TEXTAUSZUG:

Das Problem ist aber, dass nicht jeder Abhängige seine Sucht überwinden will – egal, wie oft die Person im Krankenhaus, auf dem Rücksitz eines Polizeiwagens oder vor einem Richter landet.
Lange klammerte ich mich an den Glauben, dass die Lösung der Misere darin liegt, meinem Bruder genug Liebe und Unterstützung zu schenken. Wenn solche Hilfsmaßnahmen sein Verhalten aber nur verstärken, ist irgendwann klar, dass sich nichts ändern wird – da kannst du noch so aufopferungsbereit sein.
In den allermeisten Texten darüber, wie sich eine Sucht auf Angehörige und Nahestehende auswirkt, bekommt man eins von zwei Szenarien präsentiert: entweder die Rehabilitationsphase nach der Sucht oder die Resignation nach einem letzten, abschließenden Verlust – in der Regel ein Todesfall. Zwischen diesen beiden Polen allerdings irgendwo im Niemandsland festzuhängen und nicht zu wissen, wo die ganze Sache hinführt, kann dich überfordern. Ich bin jetzt Mitte 20 und habe einen Bruder. Nur gerade fühle ich mich mehr wie ein Einzelkind. Mein kleiner Bruder ist nicht mehr mein Bruder.

BEREITGESTELLTES MATERIAL:
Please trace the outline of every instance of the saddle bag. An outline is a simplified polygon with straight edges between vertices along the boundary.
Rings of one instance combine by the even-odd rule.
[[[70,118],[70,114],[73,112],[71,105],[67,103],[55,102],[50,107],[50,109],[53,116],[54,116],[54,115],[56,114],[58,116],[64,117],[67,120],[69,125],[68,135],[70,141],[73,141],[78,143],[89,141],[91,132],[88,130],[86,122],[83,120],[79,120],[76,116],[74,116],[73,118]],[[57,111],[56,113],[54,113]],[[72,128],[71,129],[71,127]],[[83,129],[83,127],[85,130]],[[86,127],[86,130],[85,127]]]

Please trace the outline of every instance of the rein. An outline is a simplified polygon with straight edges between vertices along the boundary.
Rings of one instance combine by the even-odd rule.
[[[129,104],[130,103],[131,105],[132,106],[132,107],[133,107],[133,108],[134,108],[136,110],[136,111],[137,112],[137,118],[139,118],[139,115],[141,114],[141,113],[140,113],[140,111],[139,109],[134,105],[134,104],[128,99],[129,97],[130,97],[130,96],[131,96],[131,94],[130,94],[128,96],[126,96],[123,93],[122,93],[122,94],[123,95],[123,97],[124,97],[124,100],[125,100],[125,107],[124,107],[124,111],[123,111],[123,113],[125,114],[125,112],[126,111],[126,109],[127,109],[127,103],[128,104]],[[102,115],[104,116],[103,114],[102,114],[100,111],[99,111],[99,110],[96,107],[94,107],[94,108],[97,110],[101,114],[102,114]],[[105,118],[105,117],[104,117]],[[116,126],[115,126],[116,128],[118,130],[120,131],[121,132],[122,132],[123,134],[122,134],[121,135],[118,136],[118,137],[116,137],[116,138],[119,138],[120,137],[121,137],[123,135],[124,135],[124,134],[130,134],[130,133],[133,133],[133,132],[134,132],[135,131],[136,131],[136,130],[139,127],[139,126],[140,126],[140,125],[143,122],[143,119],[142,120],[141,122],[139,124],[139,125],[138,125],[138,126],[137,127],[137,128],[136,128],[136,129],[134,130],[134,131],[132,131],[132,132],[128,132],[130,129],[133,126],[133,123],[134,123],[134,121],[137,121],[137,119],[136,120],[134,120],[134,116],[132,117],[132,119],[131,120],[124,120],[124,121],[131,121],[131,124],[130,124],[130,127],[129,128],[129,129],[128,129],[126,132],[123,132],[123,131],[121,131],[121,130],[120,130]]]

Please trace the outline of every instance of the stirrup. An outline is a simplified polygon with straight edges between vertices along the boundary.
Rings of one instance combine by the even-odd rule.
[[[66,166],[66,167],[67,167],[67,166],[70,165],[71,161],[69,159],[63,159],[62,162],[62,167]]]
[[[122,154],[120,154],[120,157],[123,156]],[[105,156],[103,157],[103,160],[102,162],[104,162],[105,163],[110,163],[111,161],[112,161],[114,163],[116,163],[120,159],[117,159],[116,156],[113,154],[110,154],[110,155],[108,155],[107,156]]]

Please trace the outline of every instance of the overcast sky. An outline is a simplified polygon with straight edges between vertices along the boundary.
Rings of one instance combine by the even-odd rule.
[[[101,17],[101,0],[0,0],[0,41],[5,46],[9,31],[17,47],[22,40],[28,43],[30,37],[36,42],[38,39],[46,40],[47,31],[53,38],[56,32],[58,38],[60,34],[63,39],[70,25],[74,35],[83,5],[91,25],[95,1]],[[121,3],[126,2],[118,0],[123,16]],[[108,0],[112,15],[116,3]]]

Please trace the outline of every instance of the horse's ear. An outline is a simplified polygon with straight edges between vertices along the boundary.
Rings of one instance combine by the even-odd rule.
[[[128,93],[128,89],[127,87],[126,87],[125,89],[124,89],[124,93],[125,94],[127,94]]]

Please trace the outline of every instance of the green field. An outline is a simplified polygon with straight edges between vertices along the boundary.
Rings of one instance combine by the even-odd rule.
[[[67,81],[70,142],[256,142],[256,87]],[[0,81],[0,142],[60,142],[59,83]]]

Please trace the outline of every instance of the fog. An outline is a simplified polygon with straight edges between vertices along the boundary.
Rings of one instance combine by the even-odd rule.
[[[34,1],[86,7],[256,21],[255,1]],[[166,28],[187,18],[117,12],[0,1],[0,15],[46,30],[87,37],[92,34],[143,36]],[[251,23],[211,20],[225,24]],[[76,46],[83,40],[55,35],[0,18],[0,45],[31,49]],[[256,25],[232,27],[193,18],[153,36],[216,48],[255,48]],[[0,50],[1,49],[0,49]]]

AUFGABE 1:
Gib aus dem Textauszug über den süchtigen Bruder den Abschnitt von "Das Problem ist" bis "so aufopferungsbereit sein." wortgetreu wieder.
AUFGABE 2:
Wie alt ist die erzählende Person laut dem Textauszug über den süchtigen Bruder?
AUFGABE 3:
Schreib den Textauszug über den süchtigen Bruder nach seinem letzten Satz weiter.

ERGEBNIS 1:
Das Problem ist aber, dass nicht jeder Abhängige seine Sucht überwinden will – egal, wie oft die Person im Krankenhaus, auf dem Rücksitz eines Polizeiwagens oder vor einem Richter landet.
Lange klammerte ich mich an den Glauben, dass die Lösung der Misere darin liegt, meinem Bruder genug Liebe und Unterstützung zu schenken. Wenn solche Hilfsmaßnahmen sein Verhalten aber nur verstärken, ist irgendwann klar, dass sich nichts ändern wird – da kannst du noch so aufopferungsbereit sein.

ERGEBNIS 2:
Mitte 20.

ERGEBNIS 3:
Meinen echten Bruder habe ich seit Monaten nicht gesehen – eigentlich sogar seit Jahren. Die Person, die eines Morgens durch mein Esszimmerfester kletterte, als ich mich gerade für die Arbeit fertig machte, und sich weigerte, mein Haus zu verlassen, bis ich die Polizei rief, diese Person … das ist nicht mein Bruder. Mein Bruder ist aufmerksam, eigensinnig, schlau und entschuldigt sich selten. Aber abgesehen von Letzterem ist die Person, die dort in meinem Esszimmer hockte, so weit entfernt von der, mit der ich aufgewachsen bin, dass ich sie noch nicht mal beschreiben kann. Selbst seine Haut sieht krank aus. Einen Menschen nicht wiederzuerkennen, den du einmal gekannt hast wie deine Westentasche, ist unheimlich. Noch unheimlicher ist allerdings, nicht zu wissen, ob sich das jemals wieder ändern wird.